_Input_.
>>
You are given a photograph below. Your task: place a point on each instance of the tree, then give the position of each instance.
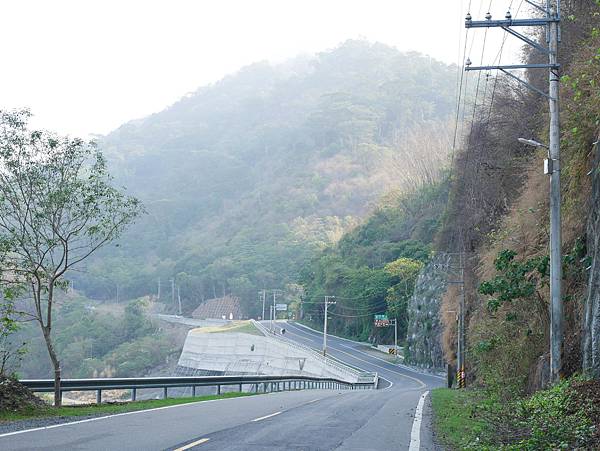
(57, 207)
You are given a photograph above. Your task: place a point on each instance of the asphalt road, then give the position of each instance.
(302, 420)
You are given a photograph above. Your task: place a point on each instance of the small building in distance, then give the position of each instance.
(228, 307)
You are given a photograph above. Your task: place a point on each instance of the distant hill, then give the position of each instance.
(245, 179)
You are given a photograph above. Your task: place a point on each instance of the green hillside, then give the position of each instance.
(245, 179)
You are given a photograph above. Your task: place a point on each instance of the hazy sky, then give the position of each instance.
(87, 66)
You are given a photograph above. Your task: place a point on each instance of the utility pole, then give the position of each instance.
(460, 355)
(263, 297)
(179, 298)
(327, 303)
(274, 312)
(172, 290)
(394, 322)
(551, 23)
<<
>>
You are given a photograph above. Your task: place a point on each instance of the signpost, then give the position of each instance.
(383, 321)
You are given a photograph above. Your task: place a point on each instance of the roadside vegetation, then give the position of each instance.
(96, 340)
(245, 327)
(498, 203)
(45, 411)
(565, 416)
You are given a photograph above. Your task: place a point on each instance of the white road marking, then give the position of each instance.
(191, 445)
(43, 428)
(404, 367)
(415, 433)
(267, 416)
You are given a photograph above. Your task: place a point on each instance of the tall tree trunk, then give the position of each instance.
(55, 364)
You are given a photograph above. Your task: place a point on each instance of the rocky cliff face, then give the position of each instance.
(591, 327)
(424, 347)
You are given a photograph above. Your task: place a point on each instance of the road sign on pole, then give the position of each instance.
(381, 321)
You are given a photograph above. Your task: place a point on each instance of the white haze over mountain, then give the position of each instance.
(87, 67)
<<
>>
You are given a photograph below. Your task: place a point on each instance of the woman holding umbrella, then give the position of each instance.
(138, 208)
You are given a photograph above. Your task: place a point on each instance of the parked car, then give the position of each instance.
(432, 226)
<<
_The problem_.
Pick out every line in the items above that contains the word "below", and copy each of those lines. Matching is case-sensitive.

_Completed task_.
You are given a photograph below. Your task: place a point on each instance of the tree, then give the position of each instance.
You are given a photograph below. Your task: place a point on each instance of the woman holding umbrella, then give the position of each instance.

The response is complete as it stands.